▶ What is being asked: Return every line of the entries below that contains the string "white", matching case exactly.

▶ Rows:

┏━━

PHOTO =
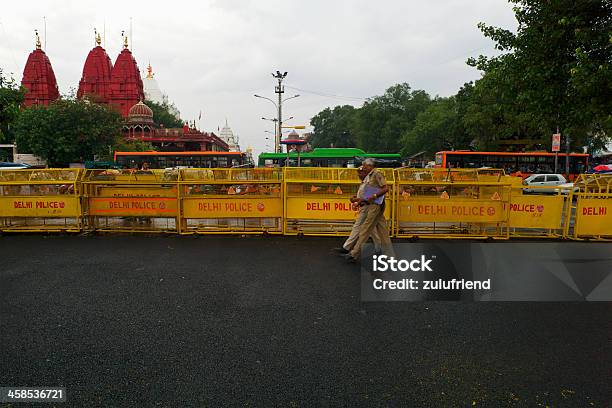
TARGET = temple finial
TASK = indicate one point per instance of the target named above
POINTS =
(38, 44)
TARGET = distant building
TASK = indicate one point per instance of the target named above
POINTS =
(121, 87)
(227, 135)
(140, 126)
(154, 94)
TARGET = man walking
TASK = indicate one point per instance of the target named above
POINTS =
(357, 202)
(375, 189)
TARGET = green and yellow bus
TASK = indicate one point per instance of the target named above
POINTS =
(329, 157)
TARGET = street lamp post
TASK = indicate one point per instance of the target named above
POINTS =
(280, 90)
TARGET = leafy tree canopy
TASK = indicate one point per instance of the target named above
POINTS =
(67, 130)
(557, 67)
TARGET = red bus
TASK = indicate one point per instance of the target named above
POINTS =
(162, 160)
(513, 162)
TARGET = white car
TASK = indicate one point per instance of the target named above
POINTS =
(543, 181)
(13, 166)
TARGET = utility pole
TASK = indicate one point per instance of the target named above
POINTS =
(280, 90)
(567, 146)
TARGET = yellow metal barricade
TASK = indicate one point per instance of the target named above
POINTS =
(450, 203)
(591, 208)
(538, 211)
(317, 200)
(40, 200)
(236, 200)
(490, 174)
(131, 201)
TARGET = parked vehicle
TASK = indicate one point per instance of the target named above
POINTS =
(13, 166)
(542, 181)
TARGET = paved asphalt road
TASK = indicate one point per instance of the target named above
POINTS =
(274, 321)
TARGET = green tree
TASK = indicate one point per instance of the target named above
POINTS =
(334, 127)
(67, 130)
(436, 128)
(163, 116)
(382, 120)
(11, 98)
(556, 69)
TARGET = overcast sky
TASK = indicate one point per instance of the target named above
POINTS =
(213, 55)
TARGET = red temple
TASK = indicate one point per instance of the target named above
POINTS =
(120, 86)
(96, 78)
(39, 79)
(126, 87)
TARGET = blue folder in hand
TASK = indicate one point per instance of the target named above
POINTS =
(369, 191)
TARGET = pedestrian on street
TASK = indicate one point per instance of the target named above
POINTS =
(375, 189)
(358, 204)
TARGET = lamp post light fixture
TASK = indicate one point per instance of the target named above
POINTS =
(280, 90)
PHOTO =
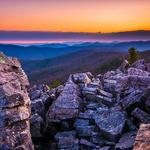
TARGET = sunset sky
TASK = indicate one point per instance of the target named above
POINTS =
(75, 15)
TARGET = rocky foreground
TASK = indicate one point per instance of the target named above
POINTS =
(95, 113)
(102, 112)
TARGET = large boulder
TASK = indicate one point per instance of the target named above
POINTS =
(82, 78)
(138, 72)
(132, 81)
(126, 141)
(139, 64)
(141, 115)
(111, 122)
(36, 123)
(67, 105)
(142, 141)
(14, 106)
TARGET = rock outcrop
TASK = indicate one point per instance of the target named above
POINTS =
(14, 106)
(102, 112)
(89, 112)
(142, 141)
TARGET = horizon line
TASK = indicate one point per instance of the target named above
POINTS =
(140, 30)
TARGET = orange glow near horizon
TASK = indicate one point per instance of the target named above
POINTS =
(75, 15)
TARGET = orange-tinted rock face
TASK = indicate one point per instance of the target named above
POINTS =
(143, 138)
(14, 106)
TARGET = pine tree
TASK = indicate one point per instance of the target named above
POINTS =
(133, 55)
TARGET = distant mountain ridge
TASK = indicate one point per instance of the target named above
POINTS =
(52, 50)
(73, 36)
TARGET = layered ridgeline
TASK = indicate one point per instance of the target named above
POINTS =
(89, 112)
(14, 106)
(101, 112)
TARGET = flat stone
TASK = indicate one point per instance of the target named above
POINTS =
(138, 72)
(67, 105)
(65, 134)
(68, 143)
(81, 122)
(111, 122)
(81, 78)
(87, 143)
(141, 115)
(126, 141)
(142, 141)
(104, 93)
(84, 131)
(132, 100)
(105, 100)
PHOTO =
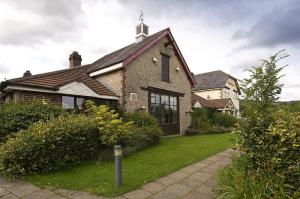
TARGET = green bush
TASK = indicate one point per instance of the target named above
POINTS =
(236, 181)
(146, 131)
(52, 145)
(18, 116)
(191, 132)
(224, 120)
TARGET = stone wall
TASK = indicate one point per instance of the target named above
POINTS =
(143, 72)
(114, 81)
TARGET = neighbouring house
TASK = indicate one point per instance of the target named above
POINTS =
(217, 90)
(149, 74)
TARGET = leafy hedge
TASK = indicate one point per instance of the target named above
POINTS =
(19, 116)
(71, 138)
(52, 145)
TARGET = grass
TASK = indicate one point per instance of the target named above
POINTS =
(145, 166)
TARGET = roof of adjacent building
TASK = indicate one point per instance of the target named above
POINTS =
(212, 103)
(55, 79)
(211, 80)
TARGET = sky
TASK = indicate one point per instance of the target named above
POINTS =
(39, 35)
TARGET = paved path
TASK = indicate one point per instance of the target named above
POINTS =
(197, 181)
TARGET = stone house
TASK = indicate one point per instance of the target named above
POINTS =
(149, 74)
(217, 90)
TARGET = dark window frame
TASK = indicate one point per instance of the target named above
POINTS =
(167, 113)
(165, 67)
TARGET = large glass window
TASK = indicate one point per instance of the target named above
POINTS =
(164, 108)
(68, 102)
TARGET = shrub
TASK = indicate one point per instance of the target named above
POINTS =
(141, 138)
(113, 129)
(200, 120)
(48, 146)
(236, 181)
(18, 116)
(191, 132)
(146, 131)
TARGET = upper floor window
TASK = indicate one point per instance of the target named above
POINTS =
(165, 67)
(69, 102)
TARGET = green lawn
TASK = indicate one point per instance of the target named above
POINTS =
(142, 167)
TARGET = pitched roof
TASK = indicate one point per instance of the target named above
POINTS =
(121, 54)
(53, 80)
(211, 80)
(56, 79)
(212, 103)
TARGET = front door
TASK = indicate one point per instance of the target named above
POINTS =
(165, 108)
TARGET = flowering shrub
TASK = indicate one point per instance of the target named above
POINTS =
(113, 129)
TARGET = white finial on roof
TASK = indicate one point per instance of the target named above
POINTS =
(141, 29)
(141, 18)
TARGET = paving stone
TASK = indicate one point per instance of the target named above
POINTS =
(197, 195)
(41, 194)
(3, 192)
(137, 194)
(179, 175)
(64, 192)
(21, 189)
(172, 192)
(190, 169)
(57, 197)
(153, 187)
(9, 196)
(119, 197)
(200, 176)
(84, 195)
(167, 180)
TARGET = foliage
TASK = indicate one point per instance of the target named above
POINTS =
(236, 181)
(172, 154)
(268, 136)
(224, 120)
(191, 131)
(48, 146)
(113, 129)
(146, 131)
(18, 116)
(141, 138)
(210, 121)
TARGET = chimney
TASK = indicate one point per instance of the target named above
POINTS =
(27, 74)
(141, 30)
(75, 59)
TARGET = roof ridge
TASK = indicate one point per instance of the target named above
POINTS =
(47, 73)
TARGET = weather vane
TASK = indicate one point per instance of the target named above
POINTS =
(141, 18)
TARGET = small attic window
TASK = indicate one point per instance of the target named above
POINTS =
(165, 59)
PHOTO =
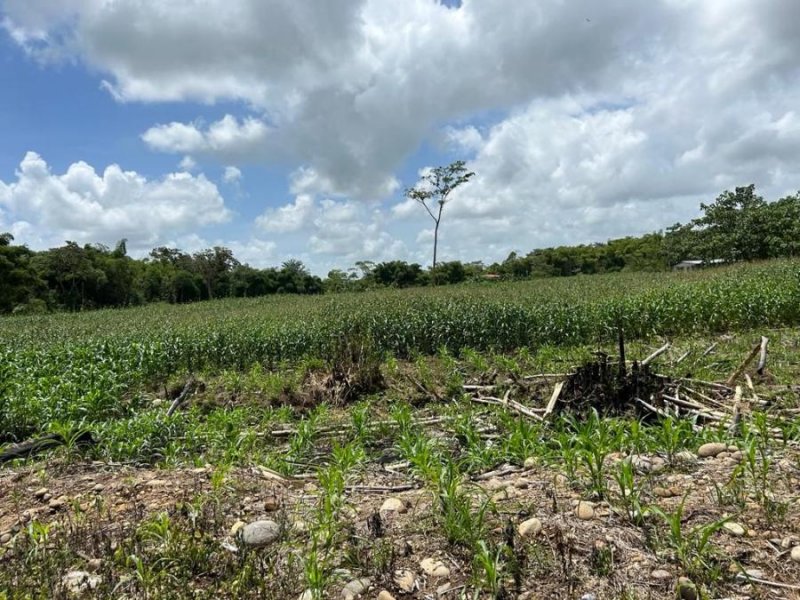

┗━━

▶ Final result:
TARGET = white car
TARGET = white finial on roof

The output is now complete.